**Task:** Reproduce the lines below word for word, leaving out any picture.

## Start Entries

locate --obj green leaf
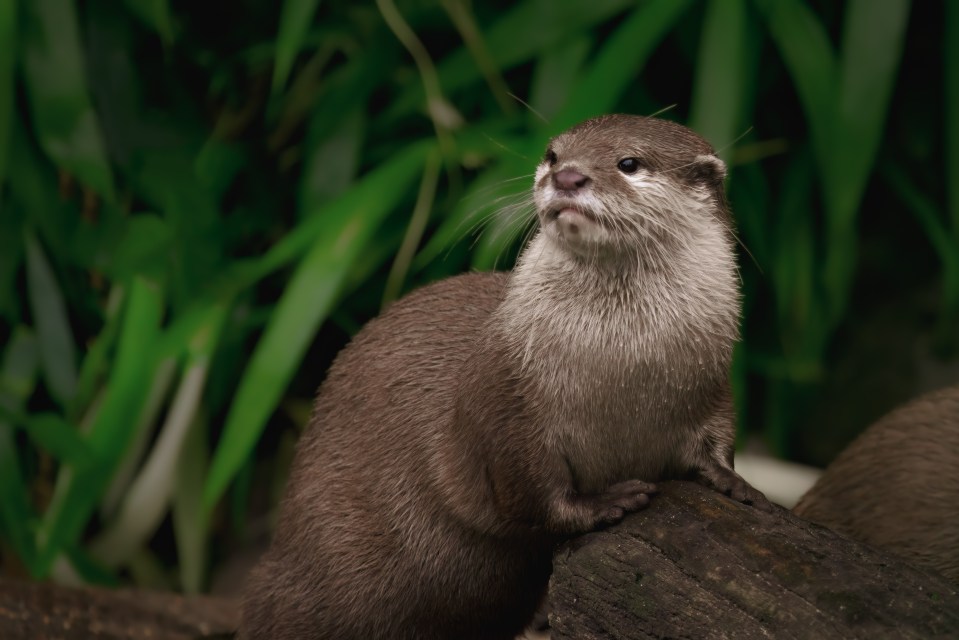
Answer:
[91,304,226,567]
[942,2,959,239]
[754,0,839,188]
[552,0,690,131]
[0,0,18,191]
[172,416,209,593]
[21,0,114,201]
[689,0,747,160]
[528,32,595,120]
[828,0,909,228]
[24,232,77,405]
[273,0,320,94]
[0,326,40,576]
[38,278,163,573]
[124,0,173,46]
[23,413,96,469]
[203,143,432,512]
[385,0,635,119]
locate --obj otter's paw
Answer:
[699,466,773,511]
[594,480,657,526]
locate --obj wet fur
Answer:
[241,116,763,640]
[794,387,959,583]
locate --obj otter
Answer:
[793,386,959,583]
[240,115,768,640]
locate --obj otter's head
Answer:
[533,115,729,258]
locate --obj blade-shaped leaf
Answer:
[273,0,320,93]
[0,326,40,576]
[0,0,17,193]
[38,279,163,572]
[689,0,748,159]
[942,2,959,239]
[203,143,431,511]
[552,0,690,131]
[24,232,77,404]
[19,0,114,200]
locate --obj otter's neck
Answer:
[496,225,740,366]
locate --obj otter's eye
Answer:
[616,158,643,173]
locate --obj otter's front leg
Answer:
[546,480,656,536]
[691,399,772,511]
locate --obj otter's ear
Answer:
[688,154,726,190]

## End Entries

**Task output:**
locate --obj green leaf
Answer:
[91,304,226,567]
[942,2,959,239]
[754,0,839,188]
[552,0,690,131]
[0,0,18,191]
[172,416,209,593]
[21,0,114,201]
[689,0,747,160]
[528,32,595,120]
[828,0,909,228]
[24,232,77,405]
[273,0,320,94]
[0,326,40,576]
[38,278,163,573]
[124,0,173,46]
[23,413,96,469]
[203,143,432,512]
[385,0,635,119]
locate --obj otter's paw
Answer:
[699,466,773,511]
[594,480,657,526]
locate --obj wet fur
Answer:
[241,116,763,640]
[794,387,959,583]
locate --obj otter
Answer:
[793,386,959,583]
[240,115,768,640]
locate --obj otter's head
Answer:
[533,115,729,258]
locate --obj blade-shaped leaf
Answer:
[273,0,320,93]
[0,326,40,576]
[0,0,17,193]
[38,279,163,572]
[689,0,748,159]
[942,2,959,239]
[203,143,431,511]
[552,0,690,131]
[24,232,77,404]
[19,0,114,200]
locate --obj otter's neck
Answer:
[496,225,740,366]
locate --obj otter's eye
Answer:
[616,158,643,173]
locate --obj otter's front leg
Answer:
[546,480,656,536]
[691,399,772,511]
locate --obj otter's ear
Answer:
[688,154,726,190]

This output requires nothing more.